Could you return, unchanged, the rows below that start with the line containing "Study the photograph above. For every instance of the leaf with" and continue through the last row, both ends included?
-- start of Records shown --
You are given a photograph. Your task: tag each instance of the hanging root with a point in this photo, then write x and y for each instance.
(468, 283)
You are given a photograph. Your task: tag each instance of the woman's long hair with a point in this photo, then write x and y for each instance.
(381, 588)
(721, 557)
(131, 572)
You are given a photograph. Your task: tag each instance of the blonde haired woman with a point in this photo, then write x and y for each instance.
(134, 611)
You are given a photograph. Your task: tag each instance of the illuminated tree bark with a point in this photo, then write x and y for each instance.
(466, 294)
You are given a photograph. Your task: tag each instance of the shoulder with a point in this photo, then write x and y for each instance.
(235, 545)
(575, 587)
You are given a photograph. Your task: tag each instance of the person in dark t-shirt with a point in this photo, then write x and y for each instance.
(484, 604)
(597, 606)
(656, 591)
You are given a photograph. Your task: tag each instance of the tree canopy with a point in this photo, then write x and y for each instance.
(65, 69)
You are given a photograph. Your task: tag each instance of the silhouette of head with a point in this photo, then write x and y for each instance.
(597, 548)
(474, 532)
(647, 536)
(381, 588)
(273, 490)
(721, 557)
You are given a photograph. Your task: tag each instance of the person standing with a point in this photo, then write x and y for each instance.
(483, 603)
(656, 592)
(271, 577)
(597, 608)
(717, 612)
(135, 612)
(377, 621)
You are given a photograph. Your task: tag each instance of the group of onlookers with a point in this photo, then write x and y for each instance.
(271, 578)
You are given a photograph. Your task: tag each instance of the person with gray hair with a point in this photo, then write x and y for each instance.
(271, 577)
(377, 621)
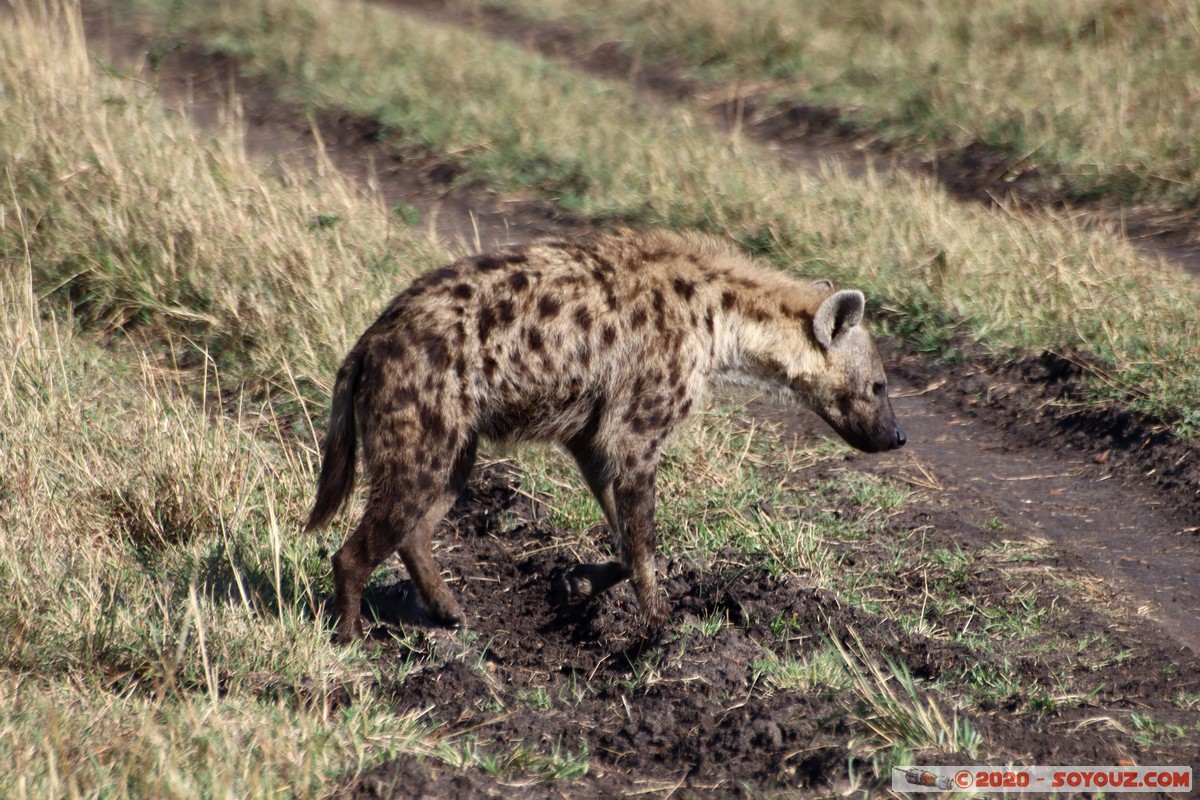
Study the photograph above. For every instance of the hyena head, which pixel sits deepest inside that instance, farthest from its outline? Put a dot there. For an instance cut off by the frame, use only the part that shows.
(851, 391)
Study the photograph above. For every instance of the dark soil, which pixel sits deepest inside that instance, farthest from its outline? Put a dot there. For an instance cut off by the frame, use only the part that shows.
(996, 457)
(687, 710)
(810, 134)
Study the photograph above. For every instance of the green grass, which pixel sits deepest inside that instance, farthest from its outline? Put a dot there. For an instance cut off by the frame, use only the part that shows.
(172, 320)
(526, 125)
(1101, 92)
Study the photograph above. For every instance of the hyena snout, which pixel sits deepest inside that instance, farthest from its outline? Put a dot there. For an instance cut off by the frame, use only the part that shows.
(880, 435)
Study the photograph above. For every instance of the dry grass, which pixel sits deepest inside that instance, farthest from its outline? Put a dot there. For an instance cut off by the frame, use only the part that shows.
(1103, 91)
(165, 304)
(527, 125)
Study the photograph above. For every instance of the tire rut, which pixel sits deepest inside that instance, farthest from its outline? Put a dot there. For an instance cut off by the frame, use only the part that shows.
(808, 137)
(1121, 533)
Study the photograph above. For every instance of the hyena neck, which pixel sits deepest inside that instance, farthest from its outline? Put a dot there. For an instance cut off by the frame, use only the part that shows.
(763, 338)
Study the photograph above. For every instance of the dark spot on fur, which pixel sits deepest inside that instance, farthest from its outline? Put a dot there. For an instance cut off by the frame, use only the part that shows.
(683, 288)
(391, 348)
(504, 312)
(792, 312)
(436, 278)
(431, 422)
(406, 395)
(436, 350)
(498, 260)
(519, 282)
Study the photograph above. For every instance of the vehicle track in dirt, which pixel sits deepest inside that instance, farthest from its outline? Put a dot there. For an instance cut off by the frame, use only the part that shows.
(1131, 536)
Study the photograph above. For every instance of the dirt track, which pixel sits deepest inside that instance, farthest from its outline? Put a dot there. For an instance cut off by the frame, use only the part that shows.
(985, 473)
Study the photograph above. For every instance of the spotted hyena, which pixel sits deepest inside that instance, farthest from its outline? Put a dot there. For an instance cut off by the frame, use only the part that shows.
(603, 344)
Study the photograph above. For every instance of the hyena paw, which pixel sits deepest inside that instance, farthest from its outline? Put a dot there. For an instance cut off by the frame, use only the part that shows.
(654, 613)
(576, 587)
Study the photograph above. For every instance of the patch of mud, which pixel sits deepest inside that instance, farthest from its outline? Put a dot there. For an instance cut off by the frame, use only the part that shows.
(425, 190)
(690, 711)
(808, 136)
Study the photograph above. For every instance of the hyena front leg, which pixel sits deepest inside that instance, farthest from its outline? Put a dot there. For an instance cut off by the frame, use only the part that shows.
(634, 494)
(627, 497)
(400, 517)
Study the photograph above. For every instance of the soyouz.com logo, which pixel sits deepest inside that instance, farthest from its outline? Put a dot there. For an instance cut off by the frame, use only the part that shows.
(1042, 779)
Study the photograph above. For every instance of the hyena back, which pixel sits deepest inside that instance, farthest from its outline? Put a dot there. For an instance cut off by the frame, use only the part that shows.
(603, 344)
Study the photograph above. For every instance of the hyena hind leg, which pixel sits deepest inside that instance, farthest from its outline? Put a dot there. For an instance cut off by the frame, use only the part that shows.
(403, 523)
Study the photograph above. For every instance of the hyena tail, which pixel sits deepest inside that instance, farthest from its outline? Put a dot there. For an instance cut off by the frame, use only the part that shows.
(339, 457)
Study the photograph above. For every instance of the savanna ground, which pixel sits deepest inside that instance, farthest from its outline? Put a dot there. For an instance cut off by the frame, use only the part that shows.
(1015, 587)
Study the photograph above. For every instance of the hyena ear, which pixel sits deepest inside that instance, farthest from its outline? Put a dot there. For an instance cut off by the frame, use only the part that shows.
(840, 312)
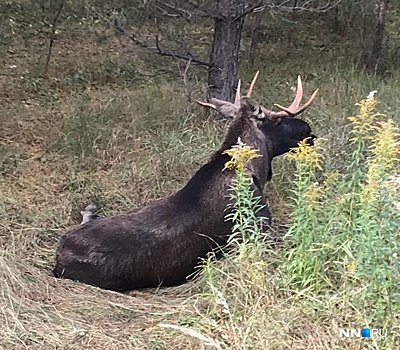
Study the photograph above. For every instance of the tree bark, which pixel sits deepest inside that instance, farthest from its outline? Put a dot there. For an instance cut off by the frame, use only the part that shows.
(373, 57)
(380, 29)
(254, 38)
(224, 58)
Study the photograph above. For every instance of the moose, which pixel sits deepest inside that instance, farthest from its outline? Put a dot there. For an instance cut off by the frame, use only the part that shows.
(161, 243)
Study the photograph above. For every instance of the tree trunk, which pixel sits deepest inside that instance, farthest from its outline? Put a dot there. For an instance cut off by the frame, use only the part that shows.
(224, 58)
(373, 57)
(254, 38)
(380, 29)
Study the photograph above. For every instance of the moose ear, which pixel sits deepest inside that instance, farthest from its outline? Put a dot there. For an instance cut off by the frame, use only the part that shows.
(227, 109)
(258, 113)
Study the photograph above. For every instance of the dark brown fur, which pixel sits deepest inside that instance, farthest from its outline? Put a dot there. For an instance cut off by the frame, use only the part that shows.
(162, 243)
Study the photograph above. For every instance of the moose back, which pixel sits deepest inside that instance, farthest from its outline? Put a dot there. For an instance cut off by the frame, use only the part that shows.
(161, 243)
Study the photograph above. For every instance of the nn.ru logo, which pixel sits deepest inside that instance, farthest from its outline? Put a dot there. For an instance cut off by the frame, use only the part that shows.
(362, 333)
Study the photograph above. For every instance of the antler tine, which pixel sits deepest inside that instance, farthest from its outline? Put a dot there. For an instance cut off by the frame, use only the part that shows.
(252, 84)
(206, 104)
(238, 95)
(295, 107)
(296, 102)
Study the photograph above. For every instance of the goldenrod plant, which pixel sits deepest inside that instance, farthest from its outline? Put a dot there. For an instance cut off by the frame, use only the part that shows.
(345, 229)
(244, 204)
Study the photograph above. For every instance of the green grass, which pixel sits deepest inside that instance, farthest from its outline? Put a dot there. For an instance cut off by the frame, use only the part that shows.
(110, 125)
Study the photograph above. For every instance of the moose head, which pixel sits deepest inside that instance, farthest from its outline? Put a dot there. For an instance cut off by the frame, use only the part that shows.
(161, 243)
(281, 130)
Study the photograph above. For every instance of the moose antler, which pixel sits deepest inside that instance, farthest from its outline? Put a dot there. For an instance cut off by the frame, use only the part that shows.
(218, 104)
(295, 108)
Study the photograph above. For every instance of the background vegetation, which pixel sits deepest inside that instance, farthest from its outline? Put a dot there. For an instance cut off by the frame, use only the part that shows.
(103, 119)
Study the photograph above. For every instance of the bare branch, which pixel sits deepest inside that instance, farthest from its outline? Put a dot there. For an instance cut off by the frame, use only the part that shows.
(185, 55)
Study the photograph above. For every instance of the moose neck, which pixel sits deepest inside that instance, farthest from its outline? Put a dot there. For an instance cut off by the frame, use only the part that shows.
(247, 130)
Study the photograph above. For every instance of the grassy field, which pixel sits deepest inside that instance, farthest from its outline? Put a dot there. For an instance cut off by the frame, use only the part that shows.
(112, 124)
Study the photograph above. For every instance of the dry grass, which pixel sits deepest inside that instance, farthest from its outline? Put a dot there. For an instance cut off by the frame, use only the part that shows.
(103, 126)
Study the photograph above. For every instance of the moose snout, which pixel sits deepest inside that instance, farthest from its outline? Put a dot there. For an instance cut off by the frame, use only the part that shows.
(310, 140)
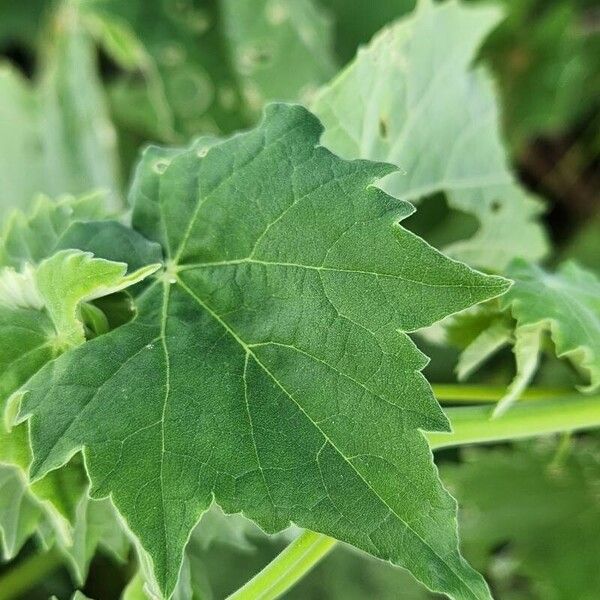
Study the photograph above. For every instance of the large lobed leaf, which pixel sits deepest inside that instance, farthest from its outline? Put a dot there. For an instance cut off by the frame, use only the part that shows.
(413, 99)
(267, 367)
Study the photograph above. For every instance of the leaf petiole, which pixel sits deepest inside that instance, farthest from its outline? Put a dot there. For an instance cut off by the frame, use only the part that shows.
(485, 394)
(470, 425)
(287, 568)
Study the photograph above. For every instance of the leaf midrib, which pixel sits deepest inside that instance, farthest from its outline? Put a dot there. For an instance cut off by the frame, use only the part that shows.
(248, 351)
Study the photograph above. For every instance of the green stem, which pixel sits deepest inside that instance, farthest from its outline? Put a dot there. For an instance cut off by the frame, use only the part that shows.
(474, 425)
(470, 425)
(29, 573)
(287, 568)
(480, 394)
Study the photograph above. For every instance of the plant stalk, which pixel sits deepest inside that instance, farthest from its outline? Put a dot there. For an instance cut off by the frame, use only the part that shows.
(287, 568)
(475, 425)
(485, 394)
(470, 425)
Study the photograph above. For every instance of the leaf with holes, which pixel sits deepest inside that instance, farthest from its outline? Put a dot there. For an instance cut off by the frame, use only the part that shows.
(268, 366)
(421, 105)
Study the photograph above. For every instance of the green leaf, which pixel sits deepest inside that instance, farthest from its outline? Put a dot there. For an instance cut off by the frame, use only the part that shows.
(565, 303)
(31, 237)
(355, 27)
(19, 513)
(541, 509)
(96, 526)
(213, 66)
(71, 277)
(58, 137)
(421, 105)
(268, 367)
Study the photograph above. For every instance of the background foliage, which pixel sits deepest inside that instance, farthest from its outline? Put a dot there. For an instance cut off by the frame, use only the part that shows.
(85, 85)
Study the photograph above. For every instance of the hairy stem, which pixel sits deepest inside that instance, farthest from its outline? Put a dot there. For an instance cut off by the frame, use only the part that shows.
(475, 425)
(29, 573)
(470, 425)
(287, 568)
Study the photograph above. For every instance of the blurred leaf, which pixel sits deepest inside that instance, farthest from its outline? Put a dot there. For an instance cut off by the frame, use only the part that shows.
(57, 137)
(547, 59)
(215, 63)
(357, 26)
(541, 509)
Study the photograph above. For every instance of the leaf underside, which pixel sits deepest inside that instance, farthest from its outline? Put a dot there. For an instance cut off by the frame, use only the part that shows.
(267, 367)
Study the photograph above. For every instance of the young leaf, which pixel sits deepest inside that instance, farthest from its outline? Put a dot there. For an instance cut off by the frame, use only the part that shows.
-- end of Records shown --
## Worked answer:
Study the photograph above. For every instance of the leaf with holes, which pixel sits deepest inside that instance, farthest from its outline? Put a dot there. For an instance cut off by the frame, use only the part that shows.
(268, 366)
(421, 105)
Study the photograph above. For every instance of the green leaf, which pixel sits deepest inside that instance, farthest from its outline? Put a dot there. For an instance cut off by the frame, use only the part that shows.
(565, 303)
(31, 237)
(355, 27)
(19, 513)
(541, 509)
(96, 526)
(213, 66)
(71, 277)
(58, 137)
(421, 105)
(268, 367)
Study the photograph above. For every instance of the background foliage, which pixel sits deepest inside that instance, farthest from its outline? Put a dot there. For an instance cut off by the frame, use only the part that shows.
(85, 85)
Study the photograph above. For every instance of the hairy stem, which pixel sits deepest inside that instance, farthest from its outline? Put a dot there. For an instance cut off by the frame, use only the part that shows.
(475, 425)
(29, 573)
(470, 425)
(287, 568)
Study the photograph above. For every instance of the blurred leaf, which pixel sits deepest inside that instance, farthest from its outline? Put a dot there. For an instance cut off by the frame, use only the part that shows.
(57, 137)
(547, 59)
(215, 63)
(357, 26)
(541, 509)
Study the photograph above. For every instance of the leaf underside, which pixel sits deepest inside that instance, farthest from its outline? Put a dot there. For an instance cut off by the frame, use only the part that shows.
(267, 367)
Study the photograph above. For every instance of the young leaf, which pixel sits deepest inside that instance, farthest from its outline? Put a dot there. For an instance cut off by the frame, use only the part that shows.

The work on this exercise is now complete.